*Aim of the exercise*
Retype each entry below, keeping every character the same.

*Exercise input*
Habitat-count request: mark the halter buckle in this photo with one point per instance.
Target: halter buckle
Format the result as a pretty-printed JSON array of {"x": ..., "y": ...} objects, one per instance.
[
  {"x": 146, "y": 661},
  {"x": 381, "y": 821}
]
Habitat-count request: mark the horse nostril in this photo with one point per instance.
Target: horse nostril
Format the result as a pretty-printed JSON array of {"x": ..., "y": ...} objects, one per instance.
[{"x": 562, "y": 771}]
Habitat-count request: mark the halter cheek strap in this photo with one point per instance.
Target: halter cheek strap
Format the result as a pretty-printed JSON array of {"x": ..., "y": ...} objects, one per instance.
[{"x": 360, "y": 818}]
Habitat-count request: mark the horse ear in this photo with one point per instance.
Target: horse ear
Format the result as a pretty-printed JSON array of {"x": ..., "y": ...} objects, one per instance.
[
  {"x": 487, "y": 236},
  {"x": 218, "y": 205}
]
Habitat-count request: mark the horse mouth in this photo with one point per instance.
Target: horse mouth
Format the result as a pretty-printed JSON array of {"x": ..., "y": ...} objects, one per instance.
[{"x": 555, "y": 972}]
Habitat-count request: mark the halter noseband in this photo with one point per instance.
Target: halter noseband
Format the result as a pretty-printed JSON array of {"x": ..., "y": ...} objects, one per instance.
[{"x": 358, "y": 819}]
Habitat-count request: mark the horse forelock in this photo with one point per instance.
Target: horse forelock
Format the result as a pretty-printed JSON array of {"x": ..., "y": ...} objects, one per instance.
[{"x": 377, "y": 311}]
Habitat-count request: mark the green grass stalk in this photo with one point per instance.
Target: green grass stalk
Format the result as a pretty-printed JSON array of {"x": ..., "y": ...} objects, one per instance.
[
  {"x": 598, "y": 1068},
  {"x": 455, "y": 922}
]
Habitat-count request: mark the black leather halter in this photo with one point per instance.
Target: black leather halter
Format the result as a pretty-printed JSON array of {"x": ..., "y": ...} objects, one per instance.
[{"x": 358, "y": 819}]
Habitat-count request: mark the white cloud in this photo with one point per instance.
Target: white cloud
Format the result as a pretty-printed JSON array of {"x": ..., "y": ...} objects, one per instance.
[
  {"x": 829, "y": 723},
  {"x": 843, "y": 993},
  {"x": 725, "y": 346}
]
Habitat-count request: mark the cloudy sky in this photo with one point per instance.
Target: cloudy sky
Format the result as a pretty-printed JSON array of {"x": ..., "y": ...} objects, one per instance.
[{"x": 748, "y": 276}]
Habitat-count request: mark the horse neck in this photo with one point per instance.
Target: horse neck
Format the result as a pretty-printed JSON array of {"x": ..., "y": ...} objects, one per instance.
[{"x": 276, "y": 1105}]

*Response to the task*
Habitat-count request: mark the halter buckle in this photo with one point per instance.
Target: halter buckle
Format the result as a pretty-printed JSON array of {"x": ..., "y": ...} objects, one per instance.
[
  {"x": 146, "y": 661},
  {"x": 381, "y": 821}
]
Habitat-count request: mark the horse nostril in this photo with one point per instance.
Target: horse nostril
Format the result as a pretty-printed JSON array of {"x": ..., "y": ...} objects, one per instance.
[{"x": 562, "y": 771}]
Habitat-count request: mark the halter cheek strap in this photo with one point per instance.
Target: halter cheek strap
Format the result as a pretty-printed JSON array of {"x": ..., "y": ...} objects, one per instance.
[{"x": 360, "y": 818}]
Habitat-count request: mark the horse ear in this photo with one point per instance.
Target: horse ear
Format the result as a pretty-printed JSON array of {"x": ..., "y": ...} objects, one per instance.
[
  {"x": 487, "y": 236},
  {"x": 218, "y": 205}
]
Habitat-count request: mark the horse mouth in this photo with one point per instance.
Target: horse mouth
Format the result as a pretty-printed JSON array of {"x": ..., "y": ...} objects, one per instance.
[{"x": 555, "y": 972}]
Habitat-count request: mark the halter noseband in this photo with one point per instance.
Target: halter noseband
Format the result as a pretty-printed JSON array of {"x": ..., "y": ...} objects, one per instance.
[{"x": 358, "y": 819}]
Habitat-count request: mark the horse forelock in this photo with one point per instance.
Target: horse forelock
Format the result as a pretty-printed JSON array of {"x": ..., "y": ...} objects, one per instance.
[{"x": 377, "y": 311}]
Habitat-count request: mark the green grass stalk in this photo with one point per instance.
Target: green grass stalk
Format the result as a pretty-printed JSON array of {"x": ..., "y": ...} objects, one per instance.
[
  {"x": 598, "y": 1068},
  {"x": 455, "y": 922}
]
Habitat-count request: mark the black leather halter in this photo with one point per instance.
Target: black leather halter
Format the result as a pretty-printed JSON array of {"x": ..., "y": ...} objects, one per instance.
[{"x": 358, "y": 819}]
Habitat-count request: mark the white cloud in this photo with one point per instance.
Target: white cloud
Format the result as a pretty-printed JSON array of {"x": ..., "y": ...} objects, one per instance.
[
  {"x": 829, "y": 723},
  {"x": 843, "y": 993},
  {"x": 725, "y": 346}
]
Habitat-count request: mark the cloudy sky in this photo with one point per instance.
Target: cloudy sky
Format the result as a pretty-printed JSON array of {"x": ..., "y": ...} objects, one per instance.
[{"x": 748, "y": 276}]
Habitat-count request: mark the horse neck in this photo with one point per instance.
Target: horse neck
Format the result as a pretty-printed JSON array of {"x": ..., "y": ...} objects, one per instance.
[{"x": 276, "y": 1105}]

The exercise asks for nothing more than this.